GIVEN REQUEST 1
Find every line in the records that contains the word "Trace" and copy each one out.

--

With all the activity on winter nights, I ask him whether he ever gets to actually attend a game.         

“Not really,” he says. “I saw a game at Huntington North (his alma mater) last year . They wanted to say something about me at halftime, and they did. But I had to take a laptop with me to update scores.

“And I saw a game at the Fort Wayne Coliseum on a New Year’s Day when there were only about five games going on. But otherwise, I’m at home updating scores.”

I know that a lot of coaches and fans access the information frequently. I tell him that there were days that I’d look up information four or five times on the same day.

“For football, it’s just kind of a weekend thing. But for basketball, I’ll average 200,000 hits per day. Last December – just for the month –  I had like seven and a half million hits.”

Unlike a lot of other local sports sites (not to mention The Star), Harrell doesn’t charge a subscription fee, and he really doesn’t sell many ads, either. But he doesn’t seem to feel underappreciated. He said that coaches and ADs thank him all the time, and he knows sportswriters rely on his work.

--

GIVEN REQUEST 2
According to the interview, how many hits did Harrell have for the month of last December?

--

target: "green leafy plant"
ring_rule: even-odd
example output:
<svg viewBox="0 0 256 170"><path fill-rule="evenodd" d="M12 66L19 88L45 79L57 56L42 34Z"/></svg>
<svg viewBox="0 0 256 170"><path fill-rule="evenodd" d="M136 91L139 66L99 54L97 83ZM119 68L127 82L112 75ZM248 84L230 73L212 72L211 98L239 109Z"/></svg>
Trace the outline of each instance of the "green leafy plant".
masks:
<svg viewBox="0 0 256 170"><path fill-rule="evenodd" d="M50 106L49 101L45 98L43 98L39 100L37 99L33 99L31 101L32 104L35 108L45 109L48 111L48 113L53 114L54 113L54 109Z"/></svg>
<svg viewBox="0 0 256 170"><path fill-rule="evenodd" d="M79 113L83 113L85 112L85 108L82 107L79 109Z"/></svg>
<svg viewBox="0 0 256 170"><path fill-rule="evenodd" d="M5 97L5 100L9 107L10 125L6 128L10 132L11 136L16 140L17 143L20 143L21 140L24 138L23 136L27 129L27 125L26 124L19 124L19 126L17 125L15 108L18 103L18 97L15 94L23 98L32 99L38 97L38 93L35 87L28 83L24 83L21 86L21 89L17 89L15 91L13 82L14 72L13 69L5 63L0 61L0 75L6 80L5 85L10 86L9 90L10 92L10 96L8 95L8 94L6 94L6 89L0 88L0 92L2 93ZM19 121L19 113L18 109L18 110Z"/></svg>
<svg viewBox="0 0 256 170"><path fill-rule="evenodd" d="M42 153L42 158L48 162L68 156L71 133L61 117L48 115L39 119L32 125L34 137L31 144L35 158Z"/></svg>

--

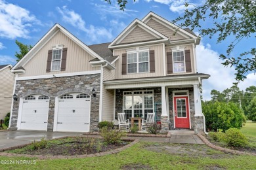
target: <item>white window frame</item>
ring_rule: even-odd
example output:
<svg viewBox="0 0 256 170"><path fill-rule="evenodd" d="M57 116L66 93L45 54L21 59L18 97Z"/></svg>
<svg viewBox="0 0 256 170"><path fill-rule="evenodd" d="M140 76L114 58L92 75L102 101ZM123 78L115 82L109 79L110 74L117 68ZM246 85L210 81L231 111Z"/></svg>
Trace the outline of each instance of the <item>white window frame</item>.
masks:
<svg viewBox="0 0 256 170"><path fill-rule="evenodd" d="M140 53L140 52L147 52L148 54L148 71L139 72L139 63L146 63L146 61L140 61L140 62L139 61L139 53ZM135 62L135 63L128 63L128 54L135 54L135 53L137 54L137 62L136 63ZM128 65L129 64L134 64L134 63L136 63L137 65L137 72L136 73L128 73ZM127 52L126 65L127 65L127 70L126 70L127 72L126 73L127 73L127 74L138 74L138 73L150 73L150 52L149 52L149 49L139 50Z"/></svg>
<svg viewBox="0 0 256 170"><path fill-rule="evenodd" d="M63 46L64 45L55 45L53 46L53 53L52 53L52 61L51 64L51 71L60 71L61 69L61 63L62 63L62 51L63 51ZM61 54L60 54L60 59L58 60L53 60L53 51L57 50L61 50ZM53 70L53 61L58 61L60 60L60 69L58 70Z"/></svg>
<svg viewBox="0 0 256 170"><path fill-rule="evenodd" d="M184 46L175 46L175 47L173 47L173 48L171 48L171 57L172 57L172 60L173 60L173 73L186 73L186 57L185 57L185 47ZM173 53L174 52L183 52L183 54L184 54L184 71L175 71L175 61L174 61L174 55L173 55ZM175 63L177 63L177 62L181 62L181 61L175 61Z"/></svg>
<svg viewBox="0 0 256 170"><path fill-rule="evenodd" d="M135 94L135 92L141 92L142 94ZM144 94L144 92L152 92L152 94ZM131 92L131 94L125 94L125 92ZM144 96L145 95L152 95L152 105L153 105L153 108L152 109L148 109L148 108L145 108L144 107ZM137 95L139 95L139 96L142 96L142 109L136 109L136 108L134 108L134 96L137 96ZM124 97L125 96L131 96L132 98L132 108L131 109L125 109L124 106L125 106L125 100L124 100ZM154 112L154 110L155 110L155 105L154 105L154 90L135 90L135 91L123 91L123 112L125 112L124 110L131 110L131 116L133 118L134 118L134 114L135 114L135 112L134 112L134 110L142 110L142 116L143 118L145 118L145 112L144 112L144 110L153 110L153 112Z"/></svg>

--

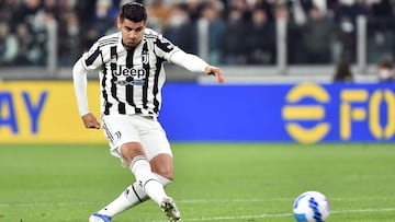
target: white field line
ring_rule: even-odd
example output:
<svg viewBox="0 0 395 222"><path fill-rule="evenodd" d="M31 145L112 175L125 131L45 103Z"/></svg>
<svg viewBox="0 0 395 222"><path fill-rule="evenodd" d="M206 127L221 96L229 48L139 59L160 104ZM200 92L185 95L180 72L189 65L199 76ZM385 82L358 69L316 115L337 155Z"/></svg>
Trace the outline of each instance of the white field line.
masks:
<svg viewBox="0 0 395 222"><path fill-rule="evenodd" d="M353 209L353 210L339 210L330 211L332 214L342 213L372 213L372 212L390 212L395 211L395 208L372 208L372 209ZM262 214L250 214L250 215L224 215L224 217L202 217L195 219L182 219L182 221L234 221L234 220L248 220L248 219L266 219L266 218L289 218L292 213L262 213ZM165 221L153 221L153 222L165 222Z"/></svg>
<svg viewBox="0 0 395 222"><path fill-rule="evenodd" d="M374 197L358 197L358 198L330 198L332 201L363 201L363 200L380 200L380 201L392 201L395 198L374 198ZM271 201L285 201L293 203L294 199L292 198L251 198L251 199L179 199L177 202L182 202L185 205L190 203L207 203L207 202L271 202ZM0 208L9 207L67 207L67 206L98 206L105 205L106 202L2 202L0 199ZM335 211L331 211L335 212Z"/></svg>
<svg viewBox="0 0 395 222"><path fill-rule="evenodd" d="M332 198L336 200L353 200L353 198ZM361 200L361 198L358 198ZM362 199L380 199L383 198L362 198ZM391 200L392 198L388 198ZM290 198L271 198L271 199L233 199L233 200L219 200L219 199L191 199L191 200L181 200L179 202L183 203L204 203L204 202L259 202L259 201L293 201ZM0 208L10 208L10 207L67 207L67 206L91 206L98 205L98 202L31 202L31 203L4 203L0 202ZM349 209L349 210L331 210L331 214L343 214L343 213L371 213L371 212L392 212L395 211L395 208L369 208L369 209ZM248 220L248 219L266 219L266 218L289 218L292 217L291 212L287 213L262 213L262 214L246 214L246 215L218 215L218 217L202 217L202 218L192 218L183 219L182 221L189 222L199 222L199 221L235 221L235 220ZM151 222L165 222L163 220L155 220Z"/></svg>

--

FULL ANSWER 1
Trace the outline of each instance of the "green leafy plant".
Trace the outline of each instance of the <item>white window frame</item>.
Trace the outline of each instance of the white field line.

FULL ANSWER 2
About seven and a half million hits.